===== PASSAGE PRÉSENTÉ =====
Des solutions innovantes, adaptées


Les acteurs culturels maliens proposent de s’intéresser aux artistes moins connus, travailler à les faire émerger pour éviter qu’ils ne soient oubliés dans les solutions lors des crises. Pour certains, l’inégalité de notoriété crée également l’inégalité dans le traitement. Dans les moments de crise, les années d’expériences devront pouvoir aider les nantis mais l’inclusion de tous les acteurs devra demeurer un principe inhérent aux solutions. De plus, l’apport des médias apparaît incontournable dans la vision des acteurs. Et cela, Fatoumata Bakayoko y croit fermement, elle incite à la collaboration entre médias et acteurs : « Si on n’a pas accès à nos publics se serait de se mettre avec les médias pour y arriver. Que l’on puisse solliciter un forfait qui puisse nous permettre de vivre. »

La perspective d’Adama Traoré complète les propos de la Danseuse malienne : « Je souhaiterais que demain ou après-demain on nous aide à instaurer une taxe numérique, à imputer aux opérateurs que les artistes recevront directement en droits. Parce qu’aujourd’hui c’est ça l’outil qui va nous permettre de travailler.»

Ce monde, courageux, caractérisé par ses dimensions interactives, sauvé par le numérique, Mamou Daffé s’en réjouit : « Finalement, grâce à la magie du numérique nous avons pu atteindre un public plus large et plus diversifié, plus que lorsque les activités se déroulent uniquement en présentiel. Ceci constitue une énorme opportunité pour nous, malgré le contexte de crise sanitaire. »

Dans ce contexte, l’Union Européenne se mobilise aussi pour soutenir les acteurs culturels de l’Afrique de l’Ouest, dans leurs démarches pour un meilleur accès de leurs oeuvres aux marchés culturels, numériques et traditionnels, et une valorisation des artistes à l’international. Cet appui se fait via le programme ACP-UE culture, qui a octroyé des subventions au partenariat « Institut Français/Institut Kôrè du Mali » en lui demandant de lancer des appels annuels sur le terrain de 2020 à 2024 permettant de répondre à cet objectif.

Plus spécifiquement au Mali, la Délégation de l’Union européenne a lancé 2 appel en 2020 et 2021 pour soutenir les acteurs culturels et poursuit ce soutient avec un appel en cours pour permettre aux acteurs culturels d’identifier des défis de gouvernance et de développement au Mali et d’y apporter leur(s) réponse(s).
=====
**CONSIGNE A:**
Les affirmations suivantes concordent-elles avec le texte sur les acteurs culturels maliens ? Pour chacune, répondez par oui ou par non et citez les mots du texte qui tranchent. (i) Adama Traoré souhaite une taxe numérique imputée aux opérateurs. (ii) D'après Mamou Daffé, le numérique a permis de toucher un public moins large qu'en présentiel. (iii) Le partenariat « Institut Français/Institut Kôrè du Mali » doit lancer des appels annuels de 2020 à 2024.
**CONSIGNE B:**
Transcrivez fidèlement le passage du texte sur les acteurs culturels maliens compris entre « Plus spécifiquement au » et « apporter leur(s) réponse(s). », ces deux extrémités incluses.
===== ENTRÉES EXTRAITES =====
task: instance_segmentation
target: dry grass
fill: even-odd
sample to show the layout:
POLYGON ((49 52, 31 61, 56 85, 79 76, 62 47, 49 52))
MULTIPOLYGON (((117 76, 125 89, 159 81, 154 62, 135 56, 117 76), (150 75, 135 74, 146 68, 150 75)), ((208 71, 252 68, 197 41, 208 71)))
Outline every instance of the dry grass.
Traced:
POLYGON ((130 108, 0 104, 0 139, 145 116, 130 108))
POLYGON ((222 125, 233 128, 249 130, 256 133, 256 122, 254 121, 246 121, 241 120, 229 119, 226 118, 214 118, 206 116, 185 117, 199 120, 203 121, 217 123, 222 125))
=====
**RÉPONSE A:**
(i) Oui : « instaurer une taxe numérique, à imputer aux opérateurs »
(ii) Non : « nous avons pu atteindre un public plus large et plus diversifié, plus que lorsque les activités se déroulent uniquement en présentiel »
(iii) Oui : « lancer des appels annuels sur le terrain de 2020 à 2024 »

**RÉPONSE B:**
Plus spécifiquement au Mali, la Délégation de l’Union européenne a lancé 2 appel en 2020 et 2021 pour soutenir les acteurs culturels et poursuit ce soutient avec un appel en cours pour permettre aux acteurs culturels d’identifier des défis de gouvernance et de développement au Mali et d’y apporter leur(s) réponse(s).